*** Begin section ***
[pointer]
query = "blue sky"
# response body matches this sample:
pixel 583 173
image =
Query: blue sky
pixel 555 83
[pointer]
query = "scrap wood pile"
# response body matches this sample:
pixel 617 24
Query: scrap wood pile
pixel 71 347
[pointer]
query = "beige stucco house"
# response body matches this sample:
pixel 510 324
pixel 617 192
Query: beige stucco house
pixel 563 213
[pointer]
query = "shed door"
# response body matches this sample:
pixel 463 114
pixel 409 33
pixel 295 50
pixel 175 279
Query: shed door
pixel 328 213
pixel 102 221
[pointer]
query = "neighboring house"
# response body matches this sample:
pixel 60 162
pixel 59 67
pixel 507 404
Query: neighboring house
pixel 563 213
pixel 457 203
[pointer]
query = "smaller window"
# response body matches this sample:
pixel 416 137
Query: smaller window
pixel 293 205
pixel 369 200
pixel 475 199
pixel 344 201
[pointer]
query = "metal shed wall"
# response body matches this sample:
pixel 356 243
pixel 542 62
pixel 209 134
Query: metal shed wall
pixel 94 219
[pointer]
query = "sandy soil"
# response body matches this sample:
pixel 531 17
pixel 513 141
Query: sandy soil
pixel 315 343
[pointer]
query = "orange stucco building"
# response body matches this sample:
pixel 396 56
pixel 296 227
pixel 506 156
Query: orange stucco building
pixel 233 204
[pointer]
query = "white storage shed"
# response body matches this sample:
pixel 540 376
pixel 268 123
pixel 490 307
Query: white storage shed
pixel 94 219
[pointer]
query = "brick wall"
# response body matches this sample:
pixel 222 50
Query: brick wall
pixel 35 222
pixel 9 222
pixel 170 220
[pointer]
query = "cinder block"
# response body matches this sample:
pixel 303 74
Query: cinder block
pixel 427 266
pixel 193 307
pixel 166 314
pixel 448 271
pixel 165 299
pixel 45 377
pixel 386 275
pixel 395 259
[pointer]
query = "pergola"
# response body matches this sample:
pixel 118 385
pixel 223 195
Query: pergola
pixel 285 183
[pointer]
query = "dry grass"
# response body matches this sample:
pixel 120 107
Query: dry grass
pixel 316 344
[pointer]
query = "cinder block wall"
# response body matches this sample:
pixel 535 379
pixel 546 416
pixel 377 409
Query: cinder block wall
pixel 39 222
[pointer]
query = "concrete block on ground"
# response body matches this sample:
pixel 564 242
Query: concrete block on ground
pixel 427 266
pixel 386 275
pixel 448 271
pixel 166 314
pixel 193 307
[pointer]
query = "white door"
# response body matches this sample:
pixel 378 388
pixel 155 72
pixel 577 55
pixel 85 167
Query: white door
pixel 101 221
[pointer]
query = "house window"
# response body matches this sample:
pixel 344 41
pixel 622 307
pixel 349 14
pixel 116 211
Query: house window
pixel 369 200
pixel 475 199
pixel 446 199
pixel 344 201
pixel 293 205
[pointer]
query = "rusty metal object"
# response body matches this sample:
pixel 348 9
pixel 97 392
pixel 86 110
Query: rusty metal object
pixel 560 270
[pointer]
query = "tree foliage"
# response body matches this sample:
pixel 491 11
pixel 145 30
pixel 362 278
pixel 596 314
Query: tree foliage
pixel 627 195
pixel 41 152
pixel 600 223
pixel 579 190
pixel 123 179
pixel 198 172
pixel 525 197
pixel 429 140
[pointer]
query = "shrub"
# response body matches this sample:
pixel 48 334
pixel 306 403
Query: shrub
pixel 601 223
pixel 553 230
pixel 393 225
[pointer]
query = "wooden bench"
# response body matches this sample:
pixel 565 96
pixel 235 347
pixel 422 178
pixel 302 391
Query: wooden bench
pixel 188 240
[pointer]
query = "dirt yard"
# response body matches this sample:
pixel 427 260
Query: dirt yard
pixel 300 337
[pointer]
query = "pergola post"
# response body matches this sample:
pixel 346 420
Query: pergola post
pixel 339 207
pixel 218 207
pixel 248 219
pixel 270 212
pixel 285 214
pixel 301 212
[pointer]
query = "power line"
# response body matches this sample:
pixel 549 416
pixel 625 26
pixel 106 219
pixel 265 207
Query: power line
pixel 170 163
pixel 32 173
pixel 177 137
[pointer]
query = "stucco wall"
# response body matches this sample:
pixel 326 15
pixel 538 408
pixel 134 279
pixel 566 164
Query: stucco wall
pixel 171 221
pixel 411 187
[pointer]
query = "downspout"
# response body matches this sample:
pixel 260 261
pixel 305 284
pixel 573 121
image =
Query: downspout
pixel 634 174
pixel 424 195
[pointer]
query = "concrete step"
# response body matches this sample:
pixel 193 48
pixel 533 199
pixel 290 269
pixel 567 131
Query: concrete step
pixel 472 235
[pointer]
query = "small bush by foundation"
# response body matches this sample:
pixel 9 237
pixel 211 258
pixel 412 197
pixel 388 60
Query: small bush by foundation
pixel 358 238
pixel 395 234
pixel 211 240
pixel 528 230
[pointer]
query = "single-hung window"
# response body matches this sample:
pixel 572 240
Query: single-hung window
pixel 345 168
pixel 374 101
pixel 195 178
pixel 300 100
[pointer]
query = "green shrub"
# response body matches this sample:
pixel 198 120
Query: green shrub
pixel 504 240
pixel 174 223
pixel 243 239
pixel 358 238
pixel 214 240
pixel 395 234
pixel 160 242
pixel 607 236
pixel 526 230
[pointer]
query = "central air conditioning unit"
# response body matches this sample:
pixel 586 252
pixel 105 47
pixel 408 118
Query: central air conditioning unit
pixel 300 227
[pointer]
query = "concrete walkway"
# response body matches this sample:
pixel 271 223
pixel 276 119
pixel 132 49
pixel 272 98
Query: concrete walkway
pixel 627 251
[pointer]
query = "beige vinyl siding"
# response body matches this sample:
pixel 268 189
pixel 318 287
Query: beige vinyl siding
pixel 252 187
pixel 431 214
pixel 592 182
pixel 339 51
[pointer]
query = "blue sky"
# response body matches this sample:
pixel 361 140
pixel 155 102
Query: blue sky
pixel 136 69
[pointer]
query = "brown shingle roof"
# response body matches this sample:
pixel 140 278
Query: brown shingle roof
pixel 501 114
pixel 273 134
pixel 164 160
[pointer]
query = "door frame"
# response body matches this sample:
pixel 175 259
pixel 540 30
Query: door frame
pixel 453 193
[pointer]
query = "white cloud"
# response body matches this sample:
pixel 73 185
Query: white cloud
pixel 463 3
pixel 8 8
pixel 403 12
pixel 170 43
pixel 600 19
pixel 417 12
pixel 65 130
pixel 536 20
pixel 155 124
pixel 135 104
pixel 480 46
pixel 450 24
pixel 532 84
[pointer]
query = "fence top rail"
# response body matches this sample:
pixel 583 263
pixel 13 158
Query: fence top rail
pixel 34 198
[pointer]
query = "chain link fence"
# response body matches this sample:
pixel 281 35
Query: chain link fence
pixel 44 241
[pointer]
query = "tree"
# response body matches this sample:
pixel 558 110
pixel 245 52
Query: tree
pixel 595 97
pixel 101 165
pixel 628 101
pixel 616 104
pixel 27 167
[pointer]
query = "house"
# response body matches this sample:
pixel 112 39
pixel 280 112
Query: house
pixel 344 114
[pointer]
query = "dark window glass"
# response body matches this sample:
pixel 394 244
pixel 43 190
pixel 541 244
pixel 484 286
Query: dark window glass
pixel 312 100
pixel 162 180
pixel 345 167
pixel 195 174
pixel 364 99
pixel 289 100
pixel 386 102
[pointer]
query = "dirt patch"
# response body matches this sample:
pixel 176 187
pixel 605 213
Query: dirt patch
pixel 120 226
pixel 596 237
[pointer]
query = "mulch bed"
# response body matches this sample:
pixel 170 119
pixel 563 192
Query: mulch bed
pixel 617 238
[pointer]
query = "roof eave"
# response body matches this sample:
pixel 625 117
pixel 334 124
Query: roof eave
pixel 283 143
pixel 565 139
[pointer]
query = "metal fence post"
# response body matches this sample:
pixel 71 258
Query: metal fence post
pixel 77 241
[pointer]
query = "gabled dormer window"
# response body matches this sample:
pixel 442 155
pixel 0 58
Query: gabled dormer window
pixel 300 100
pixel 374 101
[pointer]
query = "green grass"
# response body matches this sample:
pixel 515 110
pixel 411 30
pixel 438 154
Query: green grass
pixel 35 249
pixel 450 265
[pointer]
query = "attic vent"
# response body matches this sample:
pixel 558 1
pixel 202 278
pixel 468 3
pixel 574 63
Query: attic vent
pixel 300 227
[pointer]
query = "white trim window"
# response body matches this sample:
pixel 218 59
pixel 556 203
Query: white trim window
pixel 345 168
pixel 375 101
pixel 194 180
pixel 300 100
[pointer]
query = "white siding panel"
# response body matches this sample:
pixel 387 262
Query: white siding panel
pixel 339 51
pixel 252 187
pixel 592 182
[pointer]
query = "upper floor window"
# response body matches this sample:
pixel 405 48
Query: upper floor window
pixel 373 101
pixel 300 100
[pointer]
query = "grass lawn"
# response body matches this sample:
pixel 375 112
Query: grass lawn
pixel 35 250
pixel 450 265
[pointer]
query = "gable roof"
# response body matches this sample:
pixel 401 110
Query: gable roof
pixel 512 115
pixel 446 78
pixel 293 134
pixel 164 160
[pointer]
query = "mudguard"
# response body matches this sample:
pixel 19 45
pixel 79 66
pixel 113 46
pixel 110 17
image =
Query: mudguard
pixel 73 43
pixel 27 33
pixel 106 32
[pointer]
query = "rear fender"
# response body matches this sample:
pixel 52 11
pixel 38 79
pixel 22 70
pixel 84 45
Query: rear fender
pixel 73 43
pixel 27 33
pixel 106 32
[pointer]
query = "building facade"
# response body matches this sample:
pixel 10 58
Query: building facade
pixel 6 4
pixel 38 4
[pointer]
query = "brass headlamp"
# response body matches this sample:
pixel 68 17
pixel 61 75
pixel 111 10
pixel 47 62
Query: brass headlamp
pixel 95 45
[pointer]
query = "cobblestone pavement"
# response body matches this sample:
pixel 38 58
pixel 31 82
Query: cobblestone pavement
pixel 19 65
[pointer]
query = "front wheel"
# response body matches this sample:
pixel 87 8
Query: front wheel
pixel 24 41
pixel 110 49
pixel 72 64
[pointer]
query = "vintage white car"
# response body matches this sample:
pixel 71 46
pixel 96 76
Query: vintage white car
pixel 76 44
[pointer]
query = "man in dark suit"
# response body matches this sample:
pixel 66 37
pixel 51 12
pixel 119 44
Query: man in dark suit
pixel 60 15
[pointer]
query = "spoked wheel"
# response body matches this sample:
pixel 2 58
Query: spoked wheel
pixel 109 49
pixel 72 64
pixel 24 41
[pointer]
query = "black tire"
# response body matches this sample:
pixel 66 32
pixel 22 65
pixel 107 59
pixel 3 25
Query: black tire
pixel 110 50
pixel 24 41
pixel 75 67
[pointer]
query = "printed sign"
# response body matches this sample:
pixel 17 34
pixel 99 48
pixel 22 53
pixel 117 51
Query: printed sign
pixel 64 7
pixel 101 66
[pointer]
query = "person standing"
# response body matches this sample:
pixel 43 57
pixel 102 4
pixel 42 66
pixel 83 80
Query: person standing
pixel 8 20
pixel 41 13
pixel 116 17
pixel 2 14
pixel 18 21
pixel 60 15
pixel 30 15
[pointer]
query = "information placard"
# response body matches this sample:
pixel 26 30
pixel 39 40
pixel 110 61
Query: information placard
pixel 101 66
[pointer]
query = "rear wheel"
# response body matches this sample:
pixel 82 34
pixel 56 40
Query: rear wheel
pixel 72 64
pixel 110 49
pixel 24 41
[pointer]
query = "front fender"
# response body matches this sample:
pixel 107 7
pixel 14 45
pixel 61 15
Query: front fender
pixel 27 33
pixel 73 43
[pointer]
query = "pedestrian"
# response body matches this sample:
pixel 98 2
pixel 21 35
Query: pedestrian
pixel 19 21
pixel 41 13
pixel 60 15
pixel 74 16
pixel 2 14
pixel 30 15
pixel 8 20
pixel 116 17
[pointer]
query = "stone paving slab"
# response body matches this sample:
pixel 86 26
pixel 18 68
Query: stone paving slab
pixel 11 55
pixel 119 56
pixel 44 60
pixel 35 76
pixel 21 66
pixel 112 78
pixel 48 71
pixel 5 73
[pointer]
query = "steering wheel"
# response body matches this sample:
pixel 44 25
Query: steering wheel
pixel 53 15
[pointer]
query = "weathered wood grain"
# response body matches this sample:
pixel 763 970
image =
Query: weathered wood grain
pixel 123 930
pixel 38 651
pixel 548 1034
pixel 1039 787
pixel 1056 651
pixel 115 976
*** End section ***
> _TASK OBJECTIVE_
Up to the line containing "pixel 21 35", skip everything; from that line through the last line above, return each line exactly.

> _SOLUTION FOR THIS PROBLEM_
pixel 21 35
Query: pedestrian
pixel 19 21
pixel 41 13
pixel 60 15
pixel 74 16
pixel 2 14
pixel 30 15
pixel 8 20
pixel 116 17
[pointer]
query = "stone paving slab"
# response body matches this sample:
pixel 86 26
pixel 18 68
Query: stone paving slab
pixel 11 55
pixel 119 56
pixel 44 60
pixel 35 76
pixel 21 66
pixel 112 78
pixel 48 71
pixel 5 73
[pointer]
query = "steering wheel"
# response body matches this sample:
pixel 44 25
Query: steering wheel
pixel 53 15
[pointer]
query = "weathered wood grain"
# response body matches this sample:
pixel 763 970
image =
Query: weathered wood grain
pixel 123 930
pixel 38 651
pixel 548 1034
pixel 1039 787
pixel 1056 651
pixel 115 976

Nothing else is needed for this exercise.